OEFENTEKST -
═══
Traditionele Chinese Geneeskunde (Traditional Chinese Medicine of TCM) is een volledig medisch systeem dat ca. 3000 jaar diagnoses stelt, ziektes kan genezen en preventief werkt. Voor de oude Chinezen was de mens een afspiegeling van de natuur om zich heen, doortrokken van dezelfde oerkracht. Elk van ons is zelf een ecosysteem en leeft binnen een ecosysteem.

Chinese filosofen en artsen bestuderen al duizenden jaren de natuur en begrijpen hoe ze er mee om moeten gaan. Het Chinese concept van Qi (spreek uit; tsjie) staat symbool voor het leven in al zijn vormen; gedachten en gevoelens, weefsel en bloed, inwendig leven en uitwendige expressie. Het evenwicht van de krachten binnen ons (Yin – Yang) bepaalt onze gezondheid of onze ziekte. De Chinese geneeskunde gaat uit van de logica dat de beste methode om rampspoed te voorkomen, is deze te vermijden. Oftewel; voorkomen is beter dan genezen.
═══
Records uit een gegevensverzameling -
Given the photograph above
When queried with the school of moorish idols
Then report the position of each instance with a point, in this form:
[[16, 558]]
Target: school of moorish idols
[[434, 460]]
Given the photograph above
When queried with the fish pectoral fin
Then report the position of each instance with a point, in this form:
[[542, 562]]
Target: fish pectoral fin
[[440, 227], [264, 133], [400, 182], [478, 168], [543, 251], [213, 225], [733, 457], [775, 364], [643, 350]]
═══
OPDRACHT 1 - Herschrijf in de tekst over Chinese geneeskunde de alinea die begint met "Chinese filosofen en artsen bestuderen" als een beknopte opsomming met de belangrijkste feiten.
OPDRACHT 2 - Neem uit de tekst over Chinese geneeskunde letterlijk het stuk over van "Chinese filosofen en" tot en met "beter dan genezen.".
OPDRACHT 3 - Hoe spreek je Qi uit volgens de tekst over Chinese geneeskunde?

JOUW ANTWOORD 1 -
- Chinese filosofen en artsen bestuderen al duizenden jaren de natuur en weten hoe ze ermee om moeten gaan.
- Qi (uitgesproken als "tsjie") staat voor het leven in al zijn vormen: gedachten en gevoelens, weefsel en bloed, inwendig leven en uitwendige expressie.
- Het evenwicht van de krachten in ons (Yin en Yang) bepaalt of we gezond of ziek zijn.
- De Chinese geneeskunde gaat ervan uit dat je rampspoed het best voorkomt door hem te vermijden: voorkomen is beter dan genezen.

JOUW ANTWOORD 2 -
Chinese filosofen en artsen bestuderen al duizenden jaren de natuur en begrijpen hoe ze er mee om moeten gaan. Het Chinese concept van Qi (spreek uit; tsjie) staat symbool voor het leven in al zijn vormen; gedachten en gevoelens, weefsel en bloed, inwendig leven en uitwendige expressie. Het evenwicht van de krachten binnen ons (Yin – Yang) bepaalt onze gezondheid of onze ziekte. De Chinese geneeskunde gaat uit van de logica dat de beste methode om rampspoed te voorkomen, is deze te vermijden. Oftewel; voorkomen is beter dan genezen.

JOUW ANTWOORD 3 - Als "tsjie".